Rewrite the rows with every "hanging leaf" changed to "drooping leaf", leaving everything else the same.

##########

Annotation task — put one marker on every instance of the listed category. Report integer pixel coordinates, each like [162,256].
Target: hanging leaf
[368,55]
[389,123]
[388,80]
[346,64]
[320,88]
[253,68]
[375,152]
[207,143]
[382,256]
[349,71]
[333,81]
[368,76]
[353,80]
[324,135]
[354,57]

##########

(Problem solution):
Annotation task — put one marker on every instance of the listed category. Report integer pixel coordinates, each like [162,256].
Target: drooping leaf
[368,55]
[389,123]
[388,80]
[346,64]
[320,88]
[253,68]
[375,152]
[207,143]
[382,256]
[349,71]
[333,81]
[368,76]
[353,80]
[324,135]
[354,57]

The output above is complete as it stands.